== What you will do ==
Wherever a line below holds the word "blue", copy that line.

== The records ==
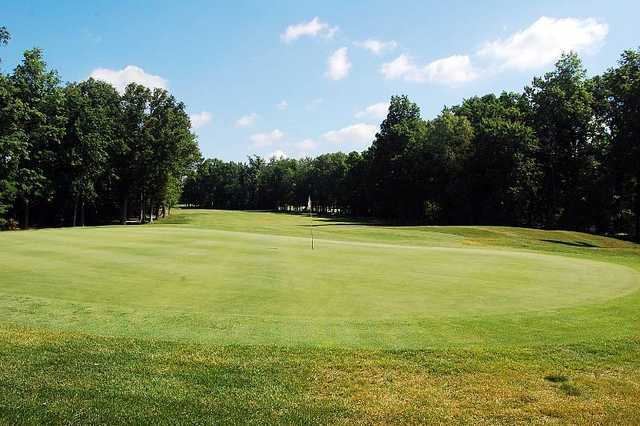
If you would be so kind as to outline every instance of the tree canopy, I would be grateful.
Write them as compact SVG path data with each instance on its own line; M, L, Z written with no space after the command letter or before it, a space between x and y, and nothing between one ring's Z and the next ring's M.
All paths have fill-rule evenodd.
M640 237L640 51L587 77L575 53L522 93L489 94L424 120L393 96L363 152L247 163L205 160L183 202L393 222L521 225Z
M39 49L0 75L0 220L23 228L165 213L200 158L185 105L130 84L62 85Z
M9 41L0 27L0 44ZM0 73L0 222L153 220L171 206L304 211L396 223L565 228L640 238L640 50L589 77L575 53L521 93L430 120L407 96L362 152L202 159L162 89L62 84L42 51Z

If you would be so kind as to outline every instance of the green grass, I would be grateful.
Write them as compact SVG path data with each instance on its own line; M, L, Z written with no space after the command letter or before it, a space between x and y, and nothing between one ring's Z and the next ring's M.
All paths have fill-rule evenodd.
M1 233L0 423L640 421L639 246L309 224Z

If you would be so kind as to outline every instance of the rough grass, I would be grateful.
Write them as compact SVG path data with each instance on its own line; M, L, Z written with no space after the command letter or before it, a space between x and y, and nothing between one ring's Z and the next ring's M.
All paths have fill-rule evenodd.
M638 424L639 360L637 339L375 351L3 327L0 423Z
M308 224L0 234L0 424L640 423L638 246Z

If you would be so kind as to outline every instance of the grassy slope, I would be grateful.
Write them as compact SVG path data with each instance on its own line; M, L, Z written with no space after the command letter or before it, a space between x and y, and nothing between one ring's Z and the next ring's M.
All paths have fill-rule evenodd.
M170 232L174 226L200 234L216 228L305 237L309 230L304 226L307 223L306 218L285 215L187 211L156 226L166 231L161 233L160 243L153 240L138 247L138 253L128 254L157 256L170 251L175 244L175 236ZM320 241L317 253L328 251L331 244L332 251L348 248L335 258L326 259L328 262L339 261L353 251L358 256L375 258L376 252L386 250L390 256L394 251L386 245L399 244L471 247L481 251L487 247L498 251L515 247L520 251L567 256L571 261L603 261L640 270L637 246L584 234L493 227L385 228L331 221L318 221L317 225L327 225L315 229L321 240L366 243L360 246ZM134 228L136 232L151 229L131 227ZM46 245L42 245L42 235L50 233L51 237L44 240L50 239L56 252L62 253L57 261L63 262L68 256L78 256L71 250L73 245L86 247L80 239L56 240L56 235L60 235L56 233L71 235L83 231L87 230L2 234L0 245L4 251L0 251L0 256L8 256L7 247L13 247L10 250L13 256L21 253L15 244L3 245L7 244L5 238L10 237L15 243L17 238L36 238L31 237L36 235L41 244L27 245L34 257L42 258L42 251L47 250ZM112 231L115 229L102 228L94 232L111 235ZM225 240L223 234L216 234L216 238L225 243L218 255L224 255L224 247L235 241L231 234L230 240ZM102 236L87 240L105 245L102 249L114 244ZM282 243L277 238L275 241ZM297 239L287 241L298 243ZM131 242L132 248L139 243ZM236 248L246 250L243 245ZM299 251L294 248L294 252ZM416 262L411 254L404 254L406 249L398 251L403 253L398 256L402 261ZM415 251L419 250L411 253ZM50 248L48 253L51 254ZM270 263L277 258L265 260ZM463 267L465 262L454 264ZM143 265L144 262L137 267L149 272ZM375 262L368 265L375 270ZM238 268L238 265L231 266L231 272ZM111 276L108 269L101 271L99 266L92 267L94 277ZM431 317L423 315L357 327L352 318L346 323L351 327L350 333L345 334L345 323L338 322L328 337L326 331L331 327L326 322L318 323L315 328L296 328L287 318L279 322L266 321L266 326L258 328L263 332L256 340L262 344L271 341L270 345L221 346L167 341L167 337L211 341L208 339L212 333L211 322L202 317L189 317L184 311L152 314L136 305L144 303L148 296L144 292L126 295L128 304L112 300L118 303L105 304L107 308L87 303L90 295L79 292L80 287L60 300L34 298L24 288L22 296L16 296L21 289L13 278L12 284L5 284L9 280L4 279L9 276L8 272L15 274L15 268L1 269L3 281L0 282L0 288L11 286L0 298L0 324L4 324L0 326L0 419L7 423L41 422L45 418L54 422L113 423L163 416L185 422L206 419L255 423L560 420L633 424L640 421L640 403L636 398L640 393L637 290L614 299L604 297L599 299L600 303L559 306L538 313L507 310L487 316L478 314L482 313L482 306L470 305L471 314L462 316L439 312ZM451 269L451 265L447 268ZM51 271L37 264L21 274L28 282L28 278L38 272L49 274ZM244 274L246 270L241 270L240 275ZM81 278L78 283L82 283ZM617 280L614 281L616 284ZM37 280L33 280L31 285L36 283ZM59 284L73 288L71 277L61 279ZM594 289L601 291L602 287ZM40 290L46 290L46 286ZM98 293L93 296L105 297L99 289L95 291ZM153 296L160 297L158 300L167 297ZM557 303L554 299L549 299L549 303ZM174 300L197 302L197 298L184 298L184 295ZM260 303L256 303L257 306ZM401 313L402 309L397 312ZM362 318L365 313L356 310L352 314ZM164 323L158 321L162 316ZM173 334L167 332L167 328L174 328L180 321L183 321L182 329L178 327ZM198 322L203 326L200 332ZM243 322L237 319L225 324L218 317L215 323L221 327L213 331L217 336L213 341L218 343L247 343L243 336L256 332L255 319L245 321L244 329ZM46 331L56 328L67 331ZM78 334L80 331L137 337L91 337ZM287 335L297 336L297 340L290 342L293 346L286 344ZM299 346L304 344L304 339L300 339L305 335L313 339ZM384 337L380 338L381 335ZM157 336L163 339L147 339ZM375 349L380 346L431 349Z

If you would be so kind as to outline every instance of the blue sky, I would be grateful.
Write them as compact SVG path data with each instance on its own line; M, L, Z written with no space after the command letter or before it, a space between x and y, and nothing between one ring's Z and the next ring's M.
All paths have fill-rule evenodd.
M8 72L37 46L64 81L168 88L207 157L361 150L391 95L425 118L521 90L577 50L591 74L640 46L638 1L15 1Z

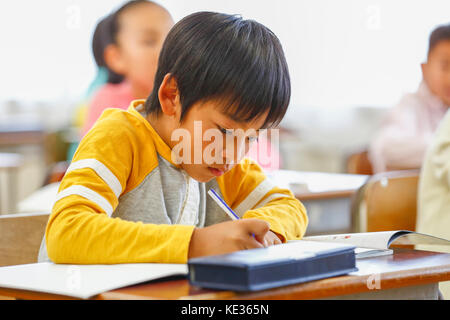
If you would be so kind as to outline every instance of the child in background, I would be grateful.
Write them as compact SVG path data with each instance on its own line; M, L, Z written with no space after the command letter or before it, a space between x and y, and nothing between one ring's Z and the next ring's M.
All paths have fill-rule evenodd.
M423 81L389 112L369 157L374 172L420 168L433 133L450 106L450 25L430 35Z
M135 0L104 18L93 42L94 57L107 68L108 83L92 97L82 136L106 108L126 109L153 89L158 55L173 26L170 13L157 3Z
M450 105L450 24L437 29L443 39L441 51L446 57L441 65L439 82ZM445 54L444 54L445 52ZM450 239L450 112L447 111L428 148L420 172L416 230ZM439 250L436 247L420 249ZM448 248L442 248L446 252ZM450 299L450 282L439 284L445 299Z
M162 43L173 26L169 12L151 1L130 1L104 18L94 34L97 65L108 71L108 83L93 96L86 115L84 136L106 108L128 108L135 99L145 99L153 78ZM267 171L280 168L280 154L262 136L248 156ZM260 157L266 154L266 157Z
M186 263L300 239L304 206L242 159L258 130L282 120L290 90L281 44L263 25L212 12L182 19L164 42L149 98L106 110L81 141L39 260ZM198 129L220 146L212 162ZM188 147L176 154L180 132ZM242 219L229 221L210 188Z
M450 57L450 46L449 46ZM450 59L447 78L450 78ZM417 232L450 239L450 112L442 119L428 149L420 172ZM421 250L448 252L448 248L421 246ZM446 299L450 299L450 282L439 284Z

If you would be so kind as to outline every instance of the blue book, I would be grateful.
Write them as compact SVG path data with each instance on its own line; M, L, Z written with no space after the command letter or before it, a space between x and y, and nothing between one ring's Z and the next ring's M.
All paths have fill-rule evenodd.
M357 271L355 246L295 241L267 248L189 259L192 285L256 291Z

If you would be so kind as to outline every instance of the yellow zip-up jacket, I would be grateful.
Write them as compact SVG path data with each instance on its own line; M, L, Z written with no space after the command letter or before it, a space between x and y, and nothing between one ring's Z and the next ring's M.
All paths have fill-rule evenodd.
M81 141L61 181L39 261L186 263L194 228L230 219L207 196L210 188L240 217L267 221L284 241L303 236L304 206L255 162L244 159L207 183L189 177L139 113L143 103L107 109Z

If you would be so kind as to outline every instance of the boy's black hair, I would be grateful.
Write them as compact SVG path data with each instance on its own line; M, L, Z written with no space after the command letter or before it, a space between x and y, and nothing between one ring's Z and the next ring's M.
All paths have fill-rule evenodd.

== Task solution ==
If you would be so kind as to outline every instance of the blue sky, I would be grateful.
If you would be so kind as to outline every instance of the blue book, I would be grateful.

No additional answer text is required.